**Written request**.
Return each line of the records below verbatim, keeping the original wording, punctuation, and line order unchanged.

================

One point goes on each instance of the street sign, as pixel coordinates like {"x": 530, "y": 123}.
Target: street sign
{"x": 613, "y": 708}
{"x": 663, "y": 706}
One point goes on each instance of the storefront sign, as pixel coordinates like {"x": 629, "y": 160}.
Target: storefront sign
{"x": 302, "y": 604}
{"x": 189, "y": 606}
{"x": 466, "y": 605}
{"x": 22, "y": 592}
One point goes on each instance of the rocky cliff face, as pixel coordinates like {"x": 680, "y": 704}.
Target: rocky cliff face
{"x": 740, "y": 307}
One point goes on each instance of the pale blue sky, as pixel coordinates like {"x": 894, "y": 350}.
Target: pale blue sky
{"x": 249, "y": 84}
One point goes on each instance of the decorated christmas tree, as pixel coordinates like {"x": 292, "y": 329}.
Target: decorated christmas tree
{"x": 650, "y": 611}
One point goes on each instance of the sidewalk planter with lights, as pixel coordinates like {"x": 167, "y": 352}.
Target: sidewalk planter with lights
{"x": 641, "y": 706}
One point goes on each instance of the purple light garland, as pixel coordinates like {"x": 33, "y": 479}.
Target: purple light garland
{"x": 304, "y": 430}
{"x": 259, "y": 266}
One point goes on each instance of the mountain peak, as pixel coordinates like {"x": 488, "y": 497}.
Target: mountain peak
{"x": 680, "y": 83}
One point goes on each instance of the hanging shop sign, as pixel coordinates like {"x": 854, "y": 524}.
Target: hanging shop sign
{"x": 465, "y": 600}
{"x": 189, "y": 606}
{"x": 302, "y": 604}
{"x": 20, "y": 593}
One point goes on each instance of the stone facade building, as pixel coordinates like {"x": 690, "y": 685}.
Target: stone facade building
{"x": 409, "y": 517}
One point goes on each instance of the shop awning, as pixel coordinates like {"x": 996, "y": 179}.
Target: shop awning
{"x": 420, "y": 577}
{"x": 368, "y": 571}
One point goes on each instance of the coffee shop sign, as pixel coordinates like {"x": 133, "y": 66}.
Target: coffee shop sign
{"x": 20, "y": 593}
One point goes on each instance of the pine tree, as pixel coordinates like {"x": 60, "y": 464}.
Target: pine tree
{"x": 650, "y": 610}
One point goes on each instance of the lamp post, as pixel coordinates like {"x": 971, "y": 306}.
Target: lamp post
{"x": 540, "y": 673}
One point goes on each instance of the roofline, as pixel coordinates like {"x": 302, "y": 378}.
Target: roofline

================

**Final result**.
One point goes on each instance of the street sign, as pixel coordinates like {"x": 530, "y": 123}.
Target: street sign
{"x": 613, "y": 708}
{"x": 663, "y": 706}
One point goes on each instance of the storefront sign, as pixel coordinates like {"x": 629, "y": 160}.
Target: storefront sign
{"x": 302, "y": 604}
{"x": 189, "y": 606}
{"x": 466, "y": 605}
{"x": 22, "y": 592}
One point goes on each instance of the rocky cliff face, as pixel coordinates like {"x": 680, "y": 704}.
Target: rocky cliff face
{"x": 740, "y": 307}
One point goes on each instance of the pale blue sky, as pixel coordinates like {"x": 894, "y": 350}.
Target: pale blue sky
{"x": 249, "y": 84}
One point goes on each instance of the decorated christmas tree, as pixel coordinates like {"x": 292, "y": 329}.
Target: decorated christmas tree
{"x": 650, "y": 611}
One point goes on each instance of the sidewalk planter with lights, as pixel coordinates like {"x": 167, "y": 352}.
Target: sidewalk planter with lights
{"x": 641, "y": 706}
One point goes on each instance of the purple light garland, as pixel coordinates like {"x": 33, "y": 479}.
Target: purple light garland
{"x": 304, "y": 430}
{"x": 259, "y": 266}
One point goes on each instance of the mountain peak, as pixel coordinates like {"x": 488, "y": 497}.
Target: mountain peak
{"x": 680, "y": 83}
One point goes on each instance of the hanging shop sign, as pixel coordinates like {"x": 854, "y": 524}.
Target: hanging shop sign
{"x": 465, "y": 600}
{"x": 189, "y": 606}
{"x": 302, "y": 604}
{"x": 20, "y": 593}
One point goes on each instance of the stone facade building, as pixel coordinates like {"x": 690, "y": 685}.
Target: stone facade building
{"x": 409, "y": 517}
One point goes on each instance of the shop awning, as pixel coordinates like {"x": 996, "y": 179}.
Target: shop awning
{"x": 420, "y": 577}
{"x": 368, "y": 571}
One point goes on each instance of the coffee shop sign, as pixel coordinates like {"x": 133, "y": 66}.
Target: coffee shop sign
{"x": 20, "y": 593}
One point goes on each instance of the pine tree, as pixel coordinates like {"x": 60, "y": 464}.
Target: pine tree
{"x": 650, "y": 610}
One point goes on each instance of the lamp post, as pixel coordinates like {"x": 971, "y": 306}.
Target: lamp post
{"x": 540, "y": 673}
One point goes on each instance of the roofline, as pixel coordinates like {"x": 302, "y": 378}.
Target: roofline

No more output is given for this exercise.